Work instructions - Please output the section of the listing below that opens with the line containing "In the photo above, where can the nose" and closes with the line containing "In the photo above, where can the raised", exactly and with nothing else.

Extracted entries -
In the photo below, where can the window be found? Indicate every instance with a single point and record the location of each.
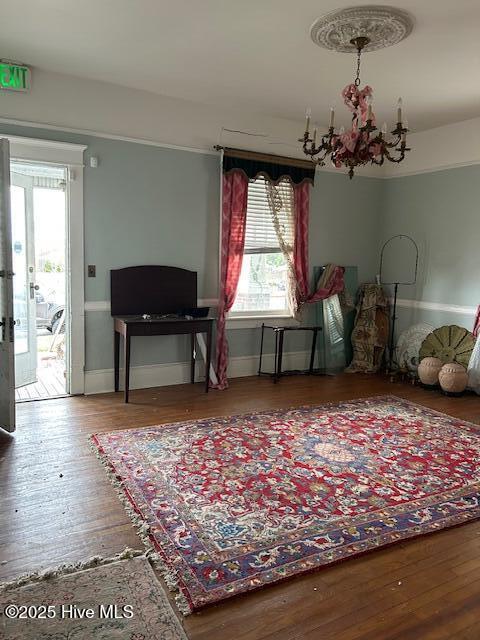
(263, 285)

==

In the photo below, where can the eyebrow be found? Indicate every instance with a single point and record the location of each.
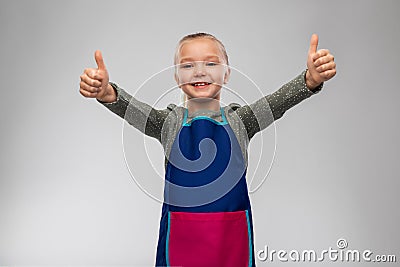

---

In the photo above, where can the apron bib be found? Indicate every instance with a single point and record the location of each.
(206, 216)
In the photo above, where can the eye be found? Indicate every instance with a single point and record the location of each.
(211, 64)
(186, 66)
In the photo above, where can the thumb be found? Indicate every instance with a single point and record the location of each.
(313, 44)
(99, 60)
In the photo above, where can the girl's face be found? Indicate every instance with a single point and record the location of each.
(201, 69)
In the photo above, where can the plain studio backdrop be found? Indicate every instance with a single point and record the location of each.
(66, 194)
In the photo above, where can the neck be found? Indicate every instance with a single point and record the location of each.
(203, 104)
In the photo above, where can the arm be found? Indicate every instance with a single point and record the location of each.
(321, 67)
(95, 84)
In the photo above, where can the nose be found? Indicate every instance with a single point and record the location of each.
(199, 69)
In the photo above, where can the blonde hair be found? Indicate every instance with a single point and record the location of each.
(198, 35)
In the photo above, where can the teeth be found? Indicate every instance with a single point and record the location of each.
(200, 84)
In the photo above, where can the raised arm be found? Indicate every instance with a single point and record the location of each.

Problem solution -
In the photo above, where can the nose be found? Indicate every instance with a single point and record the location of each.
(199, 69)
In the photo above, where can the blonde hair be found? Indicate every instance with a single point and record the location of each.
(198, 35)
In the photo above, where can the teeth be found? Indicate every instance with a single point and record the location of each.
(200, 84)
In the photo above, where can the raised arm be found? Indicate every instance with a single point and record the location of each.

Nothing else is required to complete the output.